De passie wakker gekust
Alvorens verder te gaan ( over de overname ) wil ik toch over mijn leerlingen tijd in De Draak verhalen en waarom ik eigenlijk al tijdens mijn middelbare schooltijd heb gekozen voor dit vak .
Dat zal hopelijk voor de lezer alles verklaren over mijn passie voor dit metier....
Ik ben opgegroeid op een boerderij , gemengd bedrijf , dus landbouw en veeteelt ( ideale combinatie : de restanten van het een dienen deels als voedsel voor het andere bedrijfsonderdeel ) . Er werd thuis ook geslacht door vakmensen en nadien werd het dier door slagers in te verwerken onderdelen kleingesneden . ( nadat een keurmeester het opengesneden beest had gekeurd )

GEGEVENSUITTREKSEL:

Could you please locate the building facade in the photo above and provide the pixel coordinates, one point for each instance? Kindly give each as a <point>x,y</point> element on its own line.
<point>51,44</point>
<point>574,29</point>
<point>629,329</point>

OPDRACHTEN:
**A.** Geef de passage uit de pagina tussen "De passie wakker" en "voor dit vak .", beide inbegrepen, letterlijk terug.
**B.** Noem alle opmerkingen die op de pagina tussen haakjes staan.

UITWERKINGEN:
**A.**
De passie wakker gekust
Alvorens verder te gaan ( over de overname ) wil ik toch over mijn leerlingen tijd in De Draak verhalen en waarom ik eigenlijk al tijdens mijn middelbare schooltijd heb gekozen voor dit vak .

**B.**
- over de overname
- ideale combinatie: de restanten van het een dienen deels als voedsel voor het andere bedrijfsonderdeel
- nadat een keurmeester het opengesneden beest had gekeurd